====== Reading passage

1.3 Purpose of the Study
The purpose of this study is to critically examine the parental support and pupils learning outcomes in education. The specific objectives include the following:
- To examine the impact of parents in early childhood preschool pupils’ learning outcomes.
- To investigate if the socio-demographic characteristics of the parents have an impact on preschool pupils’ learning outcomes.
- To examine the factors affecting parental support in early childhood education.
- To recommend measures to increase the rate and support of parents in preschool pupils’ learning outcomes.
1.4 Research Question
- To what extent will parents influenced early preschool pupils’ learning outcomes?
- Does the socio-economic characteristics have any impact on preschool pupils’ learning outcomes?
- What are the factors affecting parental support in early childhood education?
- What are the measure that will increase the rate and support of parents in preschool pupils’ learning outcomes?
1.5 Research Hypothesis
The following hypothesis was developed for the study:
Ho: There is no significant relationship between parental support and preschool pupils’ learning outcomes.
H1: There is significant relationship between parental support and preschool pupils’ learning outcomes.
1.6 Scope of the Study
The study examined parental support and pupils learning outcomes in education. A study of education district IV, Yaba, Lagos. The study will be limited to five selected Pre-Nursery Schools in district IV, Yaba, Lagos.
1.7 Significance of the Study
The significance of the study lies in the hope that the findings may be of benefit to:
The Ministry of education where the study may be used to formulate policy that will enhance early childhood education in the classroom.
Furthermore, the study will be used by the Ministry of Education and other policy making organs of government especially in the measures they adopt in resolving the identified factors militating against early childhood education.
The findings of this study will reveal the best ways or measures to be taken in order to improve the quality of early childhood education in Lagos state; which helps to promote parental support, teachers’ productivity and effective school system as a whole.

============
====== Material shown

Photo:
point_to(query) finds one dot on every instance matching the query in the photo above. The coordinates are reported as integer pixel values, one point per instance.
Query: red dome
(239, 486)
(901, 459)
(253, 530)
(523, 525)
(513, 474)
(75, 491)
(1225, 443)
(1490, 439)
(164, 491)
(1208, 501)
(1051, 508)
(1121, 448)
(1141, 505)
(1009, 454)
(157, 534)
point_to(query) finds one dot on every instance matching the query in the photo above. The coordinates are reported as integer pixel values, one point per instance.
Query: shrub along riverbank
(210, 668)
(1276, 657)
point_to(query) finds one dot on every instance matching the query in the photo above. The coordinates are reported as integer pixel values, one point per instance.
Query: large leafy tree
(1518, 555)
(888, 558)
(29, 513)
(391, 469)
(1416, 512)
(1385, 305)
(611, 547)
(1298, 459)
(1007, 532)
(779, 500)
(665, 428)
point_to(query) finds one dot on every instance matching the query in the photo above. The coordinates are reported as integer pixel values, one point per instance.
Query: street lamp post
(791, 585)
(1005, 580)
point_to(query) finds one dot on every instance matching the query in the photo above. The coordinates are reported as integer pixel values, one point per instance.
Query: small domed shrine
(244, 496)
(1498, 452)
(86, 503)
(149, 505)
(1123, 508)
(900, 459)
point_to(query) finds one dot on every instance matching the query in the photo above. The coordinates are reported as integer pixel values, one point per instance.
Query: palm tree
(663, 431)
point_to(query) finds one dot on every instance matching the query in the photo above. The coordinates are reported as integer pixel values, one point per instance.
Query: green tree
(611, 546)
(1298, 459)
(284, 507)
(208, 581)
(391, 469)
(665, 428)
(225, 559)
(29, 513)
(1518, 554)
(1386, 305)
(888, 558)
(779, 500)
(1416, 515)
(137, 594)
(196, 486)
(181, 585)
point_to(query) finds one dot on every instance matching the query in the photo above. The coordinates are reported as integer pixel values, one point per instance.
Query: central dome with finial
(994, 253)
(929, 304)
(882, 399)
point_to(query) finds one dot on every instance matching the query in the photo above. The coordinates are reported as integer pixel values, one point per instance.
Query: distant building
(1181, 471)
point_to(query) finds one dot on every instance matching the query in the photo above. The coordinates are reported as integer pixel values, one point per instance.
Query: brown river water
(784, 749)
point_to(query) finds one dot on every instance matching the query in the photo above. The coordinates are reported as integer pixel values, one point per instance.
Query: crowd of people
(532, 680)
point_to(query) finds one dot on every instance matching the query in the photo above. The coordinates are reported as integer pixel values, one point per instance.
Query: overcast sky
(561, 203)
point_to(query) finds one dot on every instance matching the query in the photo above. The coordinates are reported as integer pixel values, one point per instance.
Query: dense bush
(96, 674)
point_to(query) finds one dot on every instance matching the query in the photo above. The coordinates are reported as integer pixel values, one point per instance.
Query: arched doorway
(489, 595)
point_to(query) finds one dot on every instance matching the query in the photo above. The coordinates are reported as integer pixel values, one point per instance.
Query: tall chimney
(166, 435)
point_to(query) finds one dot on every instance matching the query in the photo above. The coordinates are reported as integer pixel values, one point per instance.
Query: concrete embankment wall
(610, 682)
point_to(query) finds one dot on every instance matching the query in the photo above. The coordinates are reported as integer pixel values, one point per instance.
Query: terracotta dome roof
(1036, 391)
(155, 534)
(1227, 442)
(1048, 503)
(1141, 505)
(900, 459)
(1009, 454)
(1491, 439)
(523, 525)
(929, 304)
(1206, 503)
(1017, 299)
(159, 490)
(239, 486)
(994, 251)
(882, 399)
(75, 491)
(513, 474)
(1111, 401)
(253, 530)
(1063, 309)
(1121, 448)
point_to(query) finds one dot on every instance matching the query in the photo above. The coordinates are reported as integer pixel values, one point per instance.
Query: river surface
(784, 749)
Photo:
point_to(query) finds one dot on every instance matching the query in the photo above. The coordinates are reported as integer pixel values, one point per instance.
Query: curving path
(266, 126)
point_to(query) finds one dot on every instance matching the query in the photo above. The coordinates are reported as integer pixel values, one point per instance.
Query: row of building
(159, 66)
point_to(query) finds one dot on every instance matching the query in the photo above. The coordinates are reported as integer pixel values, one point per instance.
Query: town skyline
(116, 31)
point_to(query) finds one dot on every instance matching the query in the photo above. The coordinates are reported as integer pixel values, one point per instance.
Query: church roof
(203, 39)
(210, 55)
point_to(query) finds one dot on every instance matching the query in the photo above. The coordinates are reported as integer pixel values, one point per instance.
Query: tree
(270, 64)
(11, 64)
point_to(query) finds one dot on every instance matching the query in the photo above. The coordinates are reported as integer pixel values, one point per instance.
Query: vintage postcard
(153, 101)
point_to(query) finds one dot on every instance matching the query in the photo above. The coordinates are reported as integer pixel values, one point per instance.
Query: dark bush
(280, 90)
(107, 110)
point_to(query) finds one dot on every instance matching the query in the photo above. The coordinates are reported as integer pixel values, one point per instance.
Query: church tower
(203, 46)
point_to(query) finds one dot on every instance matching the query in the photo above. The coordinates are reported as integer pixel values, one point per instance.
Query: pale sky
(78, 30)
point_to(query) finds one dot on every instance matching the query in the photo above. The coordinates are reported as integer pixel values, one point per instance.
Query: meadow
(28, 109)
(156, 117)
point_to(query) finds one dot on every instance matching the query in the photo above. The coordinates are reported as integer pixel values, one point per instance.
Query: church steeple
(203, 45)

============

*Brief 1*
In the study excerpt, how many Pre-Nursery Schools will the study be limited to?
*Brief 2*
For each statement, say whether it agrees with the study excerpt, and quote the deciding words. (a) The study is set in education district IV, Yaba, Lagos. (b) The null hypothesis holds that parental support is significantly related to preschool pupils' learning outcomes. (c) The study may help the Ministry of Education formulate policy on early childhood education.

*Your solution 1*
Five selected Pre-Nursery Schools in district IV, Yaba, Lagos.

*Your solution 2*
(a) Yes: "A study of education district IV, Yaba, Lagos."
(b) No: "Ho: There is no significant relationship between parental support and preschool pupils’ learning outcomes."
(c) Yes: "The Ministry of education where the study may be used to formulate policy that will enhance early childhood education in the classroom."